Raw records:
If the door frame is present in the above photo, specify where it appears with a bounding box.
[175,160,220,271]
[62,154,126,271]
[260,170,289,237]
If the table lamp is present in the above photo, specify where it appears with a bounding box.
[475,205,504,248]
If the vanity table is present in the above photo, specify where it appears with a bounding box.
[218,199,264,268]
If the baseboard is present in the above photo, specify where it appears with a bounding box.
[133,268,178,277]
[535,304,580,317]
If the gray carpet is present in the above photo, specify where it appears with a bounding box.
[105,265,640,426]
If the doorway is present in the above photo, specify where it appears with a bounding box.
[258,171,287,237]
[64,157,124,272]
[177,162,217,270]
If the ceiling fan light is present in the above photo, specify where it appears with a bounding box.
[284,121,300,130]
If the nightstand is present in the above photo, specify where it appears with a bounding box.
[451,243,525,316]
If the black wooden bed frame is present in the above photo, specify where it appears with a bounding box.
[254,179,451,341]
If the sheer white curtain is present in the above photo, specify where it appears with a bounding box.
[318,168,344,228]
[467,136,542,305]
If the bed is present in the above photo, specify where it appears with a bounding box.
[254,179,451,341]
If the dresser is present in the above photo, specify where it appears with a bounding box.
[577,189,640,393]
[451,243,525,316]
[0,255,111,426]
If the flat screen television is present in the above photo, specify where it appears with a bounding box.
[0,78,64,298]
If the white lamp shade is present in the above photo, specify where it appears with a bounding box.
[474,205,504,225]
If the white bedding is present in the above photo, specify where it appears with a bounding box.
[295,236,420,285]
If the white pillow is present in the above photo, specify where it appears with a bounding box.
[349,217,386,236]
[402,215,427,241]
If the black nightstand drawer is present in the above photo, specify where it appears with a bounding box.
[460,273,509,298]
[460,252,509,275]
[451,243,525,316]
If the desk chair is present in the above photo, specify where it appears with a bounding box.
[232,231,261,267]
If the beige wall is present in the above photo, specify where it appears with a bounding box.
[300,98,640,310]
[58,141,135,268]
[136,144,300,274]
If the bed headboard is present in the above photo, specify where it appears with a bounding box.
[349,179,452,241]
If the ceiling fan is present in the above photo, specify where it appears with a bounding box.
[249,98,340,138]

Goal of the exercise:
Copy all of the rows above verbatim, character for character.

Correct answer:
If the door frame is present in the above photo, specify where it appears with a bounding box.
[175,160,220,271]
[62,154,126,271]
[260,170,289,237]
If the table lamp is present in the above photo, specify where it appears with a bounding box.
[475,205,504,248]
If the vanity table is present in the above photo, specify where it appears with a bounding box.
[218,199,264,268]
If the baseboard is present in the above photo, specify where it appears with a bounding box.
[133,268,178,277]
[535,304,580,317]
If the gray carpet is present in the above photo, specify where it appears with a bounding box.
[105,265,640,426]
If the doorway is present in the above photo, specify where it appears with a bounding box.
[258,171,287,237]
[64,157,124,272]
[177,162,217,270]
If the ceiling fan light is present in the above photo, specify where it appears with a bounding box.
[284,121,300,130]
If the nightstand is present in the above photo, specify where it appears with a bounding box.
[451,243,525,316]
If the black wooden bed frame is present in the above photo, specify where it appears with a bounding box.
[254,179,451,341]
If the sheer white curtain is present in the above photo, specify where it appears with a bounding box.
[318,168,344,228]
[467,136,542,305]
If the bed is present in the above photo, specify where it appears with a bounding box.
[254,179,451,341]
If the dresser is present in the above photo, specify where it appears with a bounding box.
[577,189,640,393]
[451,243,525,316]
[0,255,111,426]
If the flat screen television is present in the above photo, specify where it appears with a bounding box.
[0,78,64,298]
If the white lamp shade is present in the above photo, specify where it appears with a bounding box.
[474,205,504,225]
If the white bedding is present in the above photo, specify where it appears with a bounding box.
[295,236,420,285]
If the white pillow is present in the above photo, specify where it appears with a bounding box.
[349,217,386,236]
[402,215,427,241]
If the black nightstand drawer is present in the above photo, specify where it appears with a bounding box.
[460,273,509,298]
[460,252,509,275]
[451,243,525,316]
If the desk chair is present in the above photo, specify where it appears with a bounding box.
[232,231,261,267]
If the beige wall is present in the above photo, specify where it appears with a bounding box.
[300,98,640,310]
[58,141,135,268]
[136,144,300,274]
If the bed headboard is present in the above photo, specify where it appears with a bounding box.
[349,179,452,241]
If the ceiling fan is present in the above photo, specify where it appears with a bounding box.
[249,98,340,138]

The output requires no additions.